§ **DATA FOR THIS EXERCISE**
- - - - -

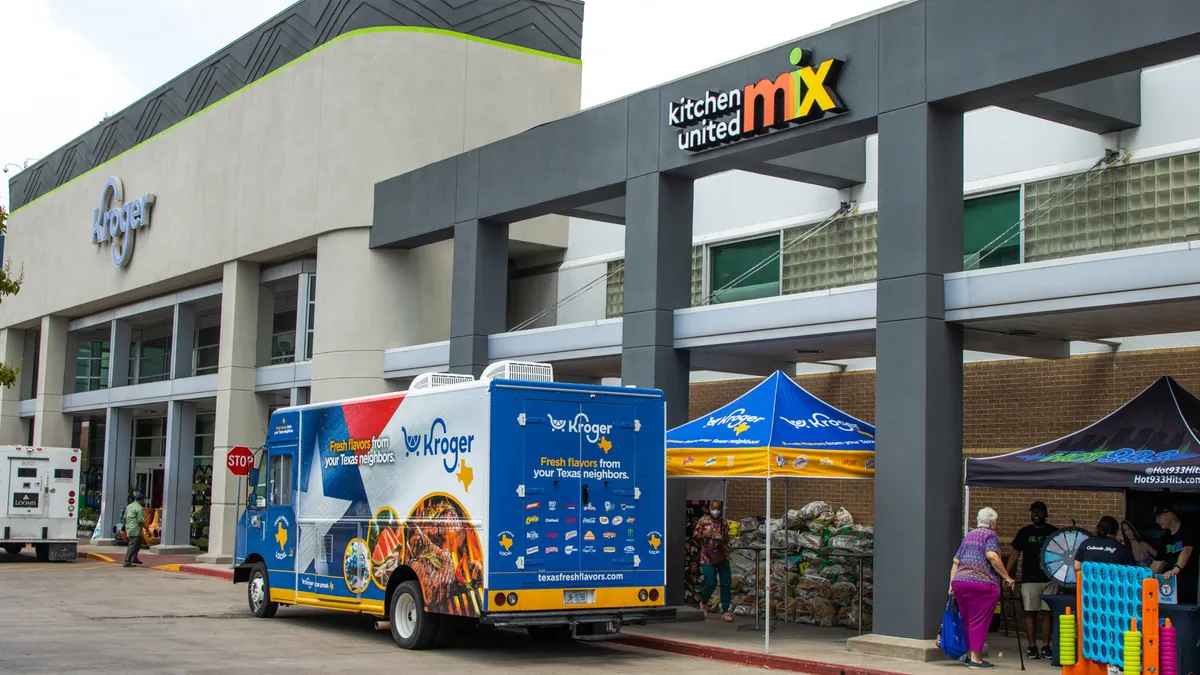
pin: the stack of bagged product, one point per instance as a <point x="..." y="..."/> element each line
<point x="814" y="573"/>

- - - - -

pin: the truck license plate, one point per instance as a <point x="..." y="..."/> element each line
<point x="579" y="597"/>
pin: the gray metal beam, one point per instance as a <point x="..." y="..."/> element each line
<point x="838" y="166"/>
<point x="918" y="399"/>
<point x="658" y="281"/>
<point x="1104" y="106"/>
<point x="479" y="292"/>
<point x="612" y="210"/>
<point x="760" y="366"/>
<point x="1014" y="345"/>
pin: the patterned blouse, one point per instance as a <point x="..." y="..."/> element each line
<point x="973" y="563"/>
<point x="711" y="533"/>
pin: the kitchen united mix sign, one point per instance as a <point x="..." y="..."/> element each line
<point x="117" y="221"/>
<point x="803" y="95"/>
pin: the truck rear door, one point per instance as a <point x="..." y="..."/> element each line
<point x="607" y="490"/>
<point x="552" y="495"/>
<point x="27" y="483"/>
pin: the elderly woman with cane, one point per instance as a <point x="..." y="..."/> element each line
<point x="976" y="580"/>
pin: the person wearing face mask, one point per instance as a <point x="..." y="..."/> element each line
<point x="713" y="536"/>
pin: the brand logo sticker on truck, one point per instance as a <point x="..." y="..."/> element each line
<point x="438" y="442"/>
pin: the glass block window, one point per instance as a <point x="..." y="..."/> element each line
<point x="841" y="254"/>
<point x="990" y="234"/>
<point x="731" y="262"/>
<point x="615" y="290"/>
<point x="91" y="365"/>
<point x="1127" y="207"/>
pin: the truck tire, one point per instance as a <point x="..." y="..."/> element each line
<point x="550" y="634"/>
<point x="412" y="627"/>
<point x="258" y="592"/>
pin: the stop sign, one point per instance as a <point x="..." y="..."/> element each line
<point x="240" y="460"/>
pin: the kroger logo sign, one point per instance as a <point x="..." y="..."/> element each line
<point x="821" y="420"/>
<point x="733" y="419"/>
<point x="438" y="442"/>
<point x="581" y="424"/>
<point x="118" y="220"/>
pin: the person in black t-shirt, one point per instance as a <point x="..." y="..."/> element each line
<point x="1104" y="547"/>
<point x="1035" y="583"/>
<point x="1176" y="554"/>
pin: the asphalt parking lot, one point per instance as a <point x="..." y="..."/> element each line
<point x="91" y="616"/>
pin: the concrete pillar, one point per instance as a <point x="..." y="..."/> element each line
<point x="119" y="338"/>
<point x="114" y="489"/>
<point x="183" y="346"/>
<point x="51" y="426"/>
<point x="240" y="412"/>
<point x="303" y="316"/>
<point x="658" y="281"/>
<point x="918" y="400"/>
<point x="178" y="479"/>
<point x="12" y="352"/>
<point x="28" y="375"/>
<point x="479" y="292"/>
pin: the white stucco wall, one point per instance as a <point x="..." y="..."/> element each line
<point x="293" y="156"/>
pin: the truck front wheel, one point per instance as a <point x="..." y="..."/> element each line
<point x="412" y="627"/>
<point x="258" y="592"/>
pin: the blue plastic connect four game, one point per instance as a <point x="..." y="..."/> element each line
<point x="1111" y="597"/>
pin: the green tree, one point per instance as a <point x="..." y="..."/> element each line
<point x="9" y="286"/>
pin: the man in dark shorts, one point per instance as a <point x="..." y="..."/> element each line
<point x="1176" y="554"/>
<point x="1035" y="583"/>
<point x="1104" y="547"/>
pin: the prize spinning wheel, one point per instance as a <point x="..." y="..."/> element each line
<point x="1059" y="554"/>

- - - - -

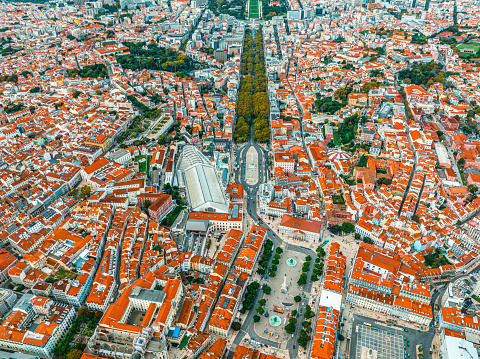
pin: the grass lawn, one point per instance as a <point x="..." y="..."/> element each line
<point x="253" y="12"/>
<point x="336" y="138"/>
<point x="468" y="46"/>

- - - - -

§ **WORK TO DO**
Copy every line from the items above that contains the word "sign". Case counts, so only lines with that exact capitalization qualify.

§ **TASK SOLUTION**
pin: the kitchen united mix sign, one point per instance as a <point x="..." y="..."/> element each line
pin: the stop sign, one point per instance as a <point x="..." y="..."/> element each line
pin: the kroger logo sign, one point per instance as a <point x="..." y="..."/> element each line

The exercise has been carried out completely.